## What is required:
Quote the whole listing verbatim.

## Items:
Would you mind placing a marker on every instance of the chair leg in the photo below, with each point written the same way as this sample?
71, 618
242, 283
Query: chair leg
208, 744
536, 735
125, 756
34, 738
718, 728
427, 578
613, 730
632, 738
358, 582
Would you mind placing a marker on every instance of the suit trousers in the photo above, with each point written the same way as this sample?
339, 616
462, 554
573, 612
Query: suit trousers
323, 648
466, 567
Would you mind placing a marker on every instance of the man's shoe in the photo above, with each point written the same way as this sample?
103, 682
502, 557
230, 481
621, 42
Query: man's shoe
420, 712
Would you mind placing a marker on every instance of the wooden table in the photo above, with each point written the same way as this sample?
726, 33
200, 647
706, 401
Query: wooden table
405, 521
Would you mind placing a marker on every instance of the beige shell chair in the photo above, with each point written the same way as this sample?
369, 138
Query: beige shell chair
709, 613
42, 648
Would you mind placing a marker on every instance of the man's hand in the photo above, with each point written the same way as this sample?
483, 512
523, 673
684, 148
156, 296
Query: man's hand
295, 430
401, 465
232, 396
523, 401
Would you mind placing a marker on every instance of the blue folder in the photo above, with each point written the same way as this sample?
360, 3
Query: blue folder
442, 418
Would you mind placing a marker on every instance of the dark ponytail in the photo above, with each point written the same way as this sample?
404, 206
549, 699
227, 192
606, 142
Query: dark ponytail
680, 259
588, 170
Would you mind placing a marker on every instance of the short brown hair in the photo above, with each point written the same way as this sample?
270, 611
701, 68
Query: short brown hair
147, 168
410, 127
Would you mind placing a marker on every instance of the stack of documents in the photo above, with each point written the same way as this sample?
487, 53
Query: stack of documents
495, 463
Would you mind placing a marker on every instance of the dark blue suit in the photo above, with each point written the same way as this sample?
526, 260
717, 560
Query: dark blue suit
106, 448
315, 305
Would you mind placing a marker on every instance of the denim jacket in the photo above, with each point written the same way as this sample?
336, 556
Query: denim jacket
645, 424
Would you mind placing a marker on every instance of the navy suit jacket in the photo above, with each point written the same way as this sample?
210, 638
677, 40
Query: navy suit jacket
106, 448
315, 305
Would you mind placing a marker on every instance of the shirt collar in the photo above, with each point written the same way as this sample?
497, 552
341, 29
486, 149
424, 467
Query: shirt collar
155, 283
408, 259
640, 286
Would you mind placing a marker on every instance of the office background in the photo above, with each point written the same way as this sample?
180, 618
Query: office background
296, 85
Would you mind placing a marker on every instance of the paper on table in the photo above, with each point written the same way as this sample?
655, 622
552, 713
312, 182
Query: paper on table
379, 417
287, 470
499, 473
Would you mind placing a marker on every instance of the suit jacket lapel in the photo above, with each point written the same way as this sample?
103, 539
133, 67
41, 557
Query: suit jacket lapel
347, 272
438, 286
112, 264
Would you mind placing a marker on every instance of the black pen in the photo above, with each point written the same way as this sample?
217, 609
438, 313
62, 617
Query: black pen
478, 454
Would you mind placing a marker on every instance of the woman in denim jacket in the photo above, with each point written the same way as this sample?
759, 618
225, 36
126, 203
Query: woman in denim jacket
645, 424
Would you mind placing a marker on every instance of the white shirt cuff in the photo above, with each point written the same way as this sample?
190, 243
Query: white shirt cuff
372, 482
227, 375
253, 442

## Written answer:
Would you mind placing a marker on every instance of the chair leg in the photo below, with each point written the same way as this sample?
71, 618
242, 283
Query: chair leg
208, 744
536, 735
125, 756
34, 738
718, 728
427, 578
613, 730
632, 738
358, 582
Would you mind placing a marker on every instance of the suit trousers in the photo above, with each point written the same way as this sample?
339, 616
462, 554
573, 612
Query: suit trousers
323, 648
466, 567
Would you mind placing a marker on every instance of the man's shoe in the photo above, with each point written the same way as this sample?
103, 682
502, 557
230, 481
621, 42
Query: man's shoe
420, 712
Would you mind placing a marker on every instance of the wooden table in the photo above, with each point written the same way as this sample?
726, 33
200, 647
706, 401
Query: wooden table
405, 521
Would you mind placing a marker on every instance of the beige shell chair in the photo above, with each point written the same way as this sample?
369, 138
Query: beige shell chair
709, 613
42, 648
Would you mind placing a marker on every instance of the man's hand in the photo above, with each point written the same way as this sample?
483, 512
523, 673
684, 148
156, 296
Query: man's hand
295, 430
401, 465
232, 396
523, 401
Would you mind placing a marker on every instance of the blue folder in the photo above, with each point written the same way as this sample?
360, 3
Query: blue folder
442, 418
Would you mind placing a marker on every instance of the dark ponytail in the photo above, with each point written the same way as this sample?
404, 206
549, 699
227, 192
606, 142
Query: dark ponytail
680, 259
588, 170
Would you mind placing a marker on every instance of the short brown hair in the photo above, with each point written the same way as this sample?
270, 611
701, 68
Query: short brown hair
147, 168
410, 127
Would you mind placing a marker on every instance of the stack of documents in the photo above, with each point written the same way as this sample?
487, 53
Query: stack of documents
495, 463
Would you mind placing a marker on every instance of the dark blue suit in the photo above, with each point written the same way as this sample?
526, 260
717, 560
Query: dark blue suit
106, 448
315, 305
Would you mind placing a marker on every instance of the denim jacket in the photo above, with each point written the same way as this sample?
336, 556
Query: denim jacket
645, 424
Would you mind placing a marker on every instance of the navy suit jacket in the photo above, with each point written the same way as this sample?
210, 638
677, 40
Query: navy suit jacket
106, 448
315, 305
Would you mind placing a marker on every instance of the shirt collar in the photo above, with each point written the same way as this sample?
497, 552
341, 29
486, 149
424, 467
Query: shirt collar
155, 283
408, 259
640, 286
Would you mind placing a marker on every instance of the office background in the photo above, with each point written the same way as this sample?
180, 618
Query: office background
296, 85
Would you mind placing a marker on every instance of the paper on table in the photo above, with each point written the same way as this sample?
655, 622
552, 713
312, 182
Query: paper on table
379, 417
287, 470
499, 473
Would you mind placing a marker on every instance of the suit jacket lapel in the photo above, with each point written the same way as this sample?
103, 539
133, 67
41, 557
Query: suit jacket lapel
347, 272
438, 286
112, 264
Would you mind placing a marker on every instance of the black pen in the photo above, with each point written the same way as this sample?
217, 609
438, 313
62, 617
Query: black pen
478, 454
Would you mind placing a marker on every instance of the woman in denim jacket in the photo above, with each point written the same way as this sample?
759, 618
225, 36
126, 203
Query: woman in denim jacket
645, 424
Would you mind placing a marker on every instance of the white shirt cuff in the photo above, with each point written the same way as this sample?
190, 243
Query: white shirt cuff
372, 482
227, 375
253, 442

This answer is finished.